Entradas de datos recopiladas
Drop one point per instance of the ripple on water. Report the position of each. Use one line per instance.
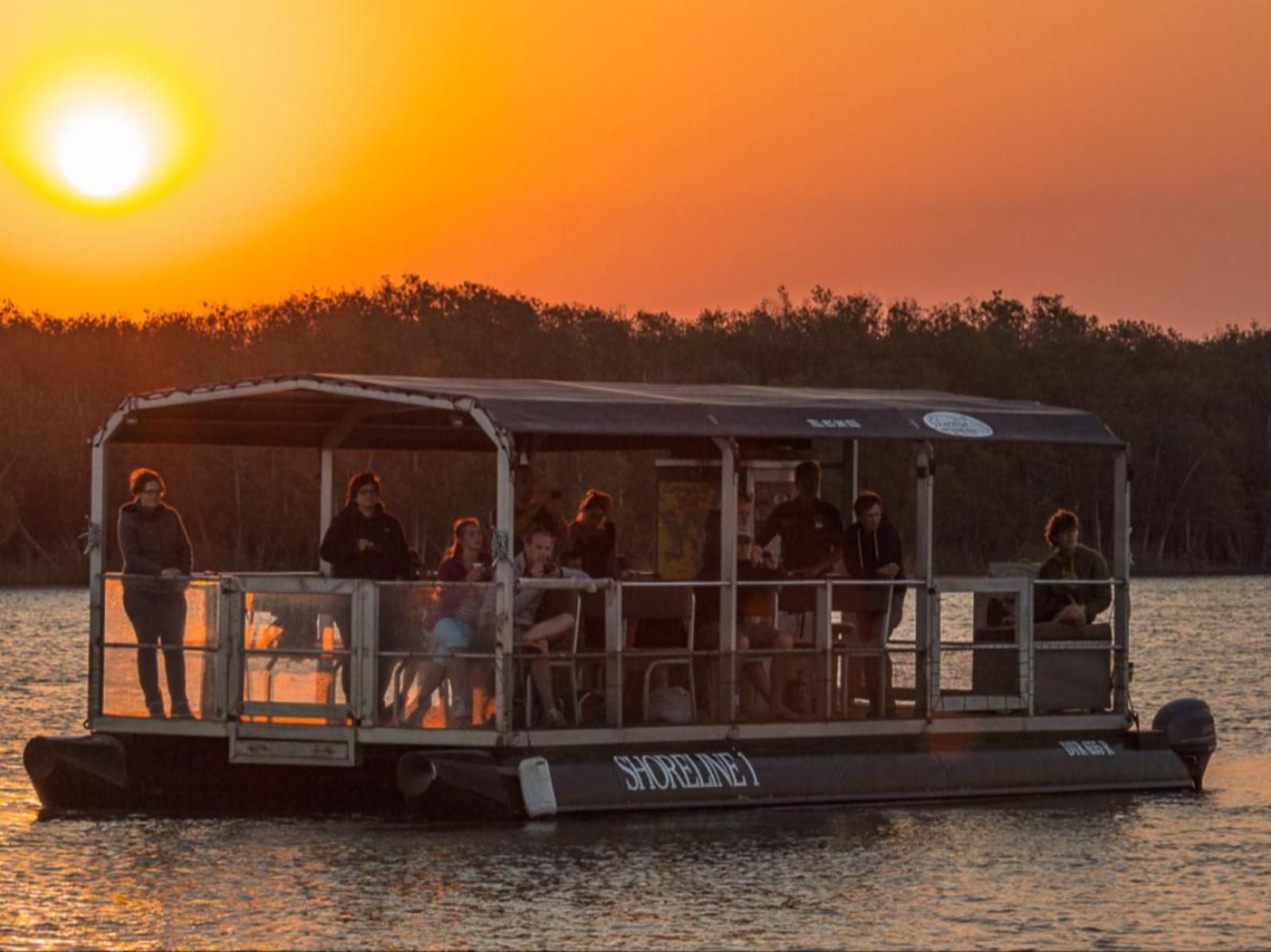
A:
(1162, 871)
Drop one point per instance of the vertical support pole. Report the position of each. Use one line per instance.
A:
(927, 628)
(1025, 640)
(505, 581)
(1122, 588)
(97, 580)
(856, 473)
(365, 653)
(825, 649)
(326, 501)
(230, 653)
(728, 700)
(614, 655)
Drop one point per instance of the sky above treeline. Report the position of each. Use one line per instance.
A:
(648, 156)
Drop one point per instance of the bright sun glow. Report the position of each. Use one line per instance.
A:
(101, 127)
(101, 150)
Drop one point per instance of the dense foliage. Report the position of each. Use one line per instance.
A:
(1196, 412)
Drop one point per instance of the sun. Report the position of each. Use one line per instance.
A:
(102, 130)
(102, 150)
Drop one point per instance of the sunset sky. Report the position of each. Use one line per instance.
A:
(652, 156)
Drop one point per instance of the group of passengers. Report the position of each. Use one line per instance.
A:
(364, 541)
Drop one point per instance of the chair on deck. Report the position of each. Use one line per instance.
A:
(667, 605)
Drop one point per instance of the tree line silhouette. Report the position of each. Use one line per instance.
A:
(1198, 414)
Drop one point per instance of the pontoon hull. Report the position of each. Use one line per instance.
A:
(194, 774)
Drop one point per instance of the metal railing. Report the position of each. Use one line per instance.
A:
(353, 653)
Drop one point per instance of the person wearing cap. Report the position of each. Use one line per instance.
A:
(1069, 560)
(156, 565)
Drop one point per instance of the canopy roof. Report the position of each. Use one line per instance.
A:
(397, 412)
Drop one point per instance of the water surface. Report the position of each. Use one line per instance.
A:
(1143, 871)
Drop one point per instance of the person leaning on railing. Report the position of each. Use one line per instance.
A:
(364, 541)
(872, 550)
(451, 623)
(154, 543)
(533, 634)
(1071, 604)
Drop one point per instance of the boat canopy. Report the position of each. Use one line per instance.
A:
(402, 412)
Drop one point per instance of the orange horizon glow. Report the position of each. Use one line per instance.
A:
(661, 156)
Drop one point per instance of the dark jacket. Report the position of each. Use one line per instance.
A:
(595, 553)
(387, 561)
(1086, 563)
(864, 552)
(152, 542)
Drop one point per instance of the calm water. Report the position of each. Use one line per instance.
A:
(1152, 871)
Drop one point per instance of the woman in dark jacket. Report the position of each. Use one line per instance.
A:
(872, 549)
(156, 565)
(591, 542)
(365, 542)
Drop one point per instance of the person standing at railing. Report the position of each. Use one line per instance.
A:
(811, 531)
(1069, 560)
(756, 618)
(451, 623)
(872, 550)
(364, 541)
(156, 565)
(534, 630)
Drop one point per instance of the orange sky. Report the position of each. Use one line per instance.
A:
(678, 156)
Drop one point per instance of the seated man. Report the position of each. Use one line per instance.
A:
(755, 620)
(531, 634)
(1071, 604)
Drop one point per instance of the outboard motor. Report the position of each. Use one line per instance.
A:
(1188, 729)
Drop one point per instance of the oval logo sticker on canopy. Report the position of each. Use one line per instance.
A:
(957, 425)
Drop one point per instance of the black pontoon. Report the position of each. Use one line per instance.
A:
(1040, 708)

# INSTRUCCIONES
¿Puedes devolver solo el tramo del listado que empieza en la línea que contiene "Drop one point per instance of the dense" y termina en la que contiene "(1152, 871)", ambas incluidas, sustituyendo "railing" por "guardrail" y dejando todo lo demás sin cambios?

# RESPUESTA
Drop one point per instance of the dense foliage. Report the position of each. Use one line per instance.
A:
(1196, 412)
Drop one point per instance of the sun. Report the position of each. Use one line per instance.
A:
(102, 130)
(102, 150)
Drop one point per instance of the sunset sky. Report the position of each. Use one line per instance.
A:
(652, 156)
Drop one point per instance of the group of passengers. Report the position of each. Use one line per instance.
A:
(364, 541)
Drop one point per instance of the chair on deck. Report the position of each. Use one line per instance.
A:
(667, 605)
Drop one point per instance of the tree line silhouette. Report the position of each. Use one line per instance.
A:
(1198, 414)
Drop one point per instance of the pontoon hull. Report the position of each. Use one line per instance.
A:
(194, 774)
Drop one point per instance of the metal guardrail. Report the position of each. Use one line per instance.
A:
(353, 653)
Drop one point per instance of the person wearing cap. Report the position of each. Use one line per instance.
A:
(1069, 560)
(156, 565)
Drop one point per instance of the canopy roof. Report the position of each. Use one line per instance.
A:
(397, 412)
Drop one point per instance of the water surface. Report the position of each. Use one line per instance.
A:
(1143, 871)
Drop one point per instance of the person leaning on guardrail. Report the position of each. Use one line per instance.
A:
(364, 541)
(872, 550)
(451, 623)
(154, 543)
(533, 634)
(1071, 604)
Drop one point per instance of the boat canopy. Report the position of each. Use one line per instance.
A:
(402, 412)
Drop one point per instance of the orange horizon glow. Report the position of each. Use one line per instance.
A:
(661, 156)
Drop one point per instance of the dark jacket. Report the position of each. Use one line per instance.
A:
(595, 553)
(387, 561)
(1086, 563)
(864, 552)
(152, 542)
Drop one point per instance of the calm water. Report the position of each. Use one line per instance.
A:
(1152, 871)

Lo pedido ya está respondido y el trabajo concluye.